Records supplied:
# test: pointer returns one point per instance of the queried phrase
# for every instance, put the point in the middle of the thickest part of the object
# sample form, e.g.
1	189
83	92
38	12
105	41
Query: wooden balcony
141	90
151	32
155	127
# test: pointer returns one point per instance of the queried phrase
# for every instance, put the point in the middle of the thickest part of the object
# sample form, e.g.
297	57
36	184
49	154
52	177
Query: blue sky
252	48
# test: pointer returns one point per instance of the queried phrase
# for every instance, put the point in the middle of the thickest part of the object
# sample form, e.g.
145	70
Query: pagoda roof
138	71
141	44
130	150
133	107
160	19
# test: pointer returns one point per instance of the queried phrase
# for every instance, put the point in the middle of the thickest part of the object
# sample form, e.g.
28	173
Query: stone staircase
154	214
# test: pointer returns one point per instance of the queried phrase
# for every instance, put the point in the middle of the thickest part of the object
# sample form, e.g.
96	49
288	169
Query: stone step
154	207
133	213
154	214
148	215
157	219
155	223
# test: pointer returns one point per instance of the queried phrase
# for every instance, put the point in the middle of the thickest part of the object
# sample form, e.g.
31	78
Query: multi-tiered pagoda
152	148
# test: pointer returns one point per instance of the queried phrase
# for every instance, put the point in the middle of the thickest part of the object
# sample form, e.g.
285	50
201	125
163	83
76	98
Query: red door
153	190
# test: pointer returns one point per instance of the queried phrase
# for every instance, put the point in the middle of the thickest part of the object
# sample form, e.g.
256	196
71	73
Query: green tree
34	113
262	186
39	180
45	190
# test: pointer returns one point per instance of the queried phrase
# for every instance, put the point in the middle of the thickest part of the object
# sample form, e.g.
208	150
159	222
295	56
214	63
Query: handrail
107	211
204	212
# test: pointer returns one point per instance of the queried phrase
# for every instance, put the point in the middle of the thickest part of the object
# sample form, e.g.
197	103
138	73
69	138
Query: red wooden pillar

Stated problem: Print out the whole listing exactly as it appears.

Result below:
# test: pointer returns one point per instance of the queried phrase
# for every instance, put the point in the middle of the thickest part of the object
# sample form, e.g.
1	189
83	92
38	12
105	41
Query: wooden balcony
141	90
151	32
155	127
# test: pointer returns one point per instance of the queried phrase
# for every instance, put the point in the middle of the thickest part of the object
# sample form, e.g.
297	57
36	184
49	154
52	177
Query: blue sky
252	48
# test: pointer returns one point per instance of the queried phrase
# for every instance, put the point in the middle of the thickest part of the object
# sample form, e.g.
145	70
Query: pagoda roof
138	71
141	44
130	150
133	107
160	19
# test: pointer returns one point per instance of the queried phrase
# for every instance, put the point in the middle of the thickest part of the object
# sample form, e.g.
28	173
Query: stone staircase
154	214
# test: pointer returns one point per instance of the queried phrase
# for every instance, put the point in the middle of the thickest part of the object
# sample form, e.g.
96	49
288	169
Query: stone step
154	207
133	213
154	214
148	215
157	219
155	223
# test: pointer returns one point per instance of the queried phrase
# for every instance, put the point in the middle of the thickest part of the object
# sample form, e.g.
31	78
Query: multi-tiered pagoda
152	148
# test: pointer returns one point per instance of the queried phrase
# for every instance, put the point in the middle of the thickest part of the object
# sample form, e.g.
285	50
201	125
163	83
76	98
Query: red door
153	190
# test: pointer returns one point per instance of the queried phrase
# for every instance, put the point in the middle of the thickest part of the object
# sample form, e.g.
256	196
71	73
Query: green tree
34	113
262	186
39	180
45	190
# test: pointer returns one point per instance of the queried phrase
# for every instance, put the point in the middle of the thickest part of the object
# sample form, e.g.
208	150
159	222
295	56
214	63
Query: handrail
107	211
204	212
# test: pointer returns one point per instance of the queried phrase
# for every instance, put the point in the middle of the thickest part of the object
# sample form, e.g.
197	103
138	73
69	138
Query: red wooden pillar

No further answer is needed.